(Data records)
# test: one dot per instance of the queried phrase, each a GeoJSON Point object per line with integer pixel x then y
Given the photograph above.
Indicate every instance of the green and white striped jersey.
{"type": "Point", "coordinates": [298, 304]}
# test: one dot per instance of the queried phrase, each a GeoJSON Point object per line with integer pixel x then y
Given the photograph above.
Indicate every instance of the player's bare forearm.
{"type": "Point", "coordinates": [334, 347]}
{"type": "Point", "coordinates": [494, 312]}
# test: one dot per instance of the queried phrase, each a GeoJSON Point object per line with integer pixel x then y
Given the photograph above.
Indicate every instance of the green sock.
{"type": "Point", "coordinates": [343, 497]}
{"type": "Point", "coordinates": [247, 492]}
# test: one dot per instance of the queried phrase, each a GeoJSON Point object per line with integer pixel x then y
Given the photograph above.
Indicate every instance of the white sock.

● Work required:
Retype every line above with nothing changed.

● Answer section:
# test: one dot per instance of the queried phrase, each a GeoJSON Point object per line with integer pixel x then y
Given the photograph above.
Indicate every instance of the green and white striped jersey.
{"type": "Point", "coordinates": [298, 304]}
# test: one dot per instance of the queried phrase, each a GeoJSON Point object per line with integer pixel x then y
Given the photograph above.
Indicate every instance of the player's bare forearm.
{"type": "Point", "coordinates": [334, 347]}
{"type": "Point", "coordinates": [494, 312]}
# test: one dot per instance of the queried phrase, each a GeoJSON Point object per line with integer pixel x then y
Given the photograph above.
Indicate every instance of the green sock.
{"type": "Point", "coordinates": [343, 497]}
{"type": "Point", "coordinates": [247, 492]}
# test: one dot per instance of the queried phrase, each a GeoJSON Point object per line with integer pixel x then y
Given the photograph above.
Indicate every instance of the white sock.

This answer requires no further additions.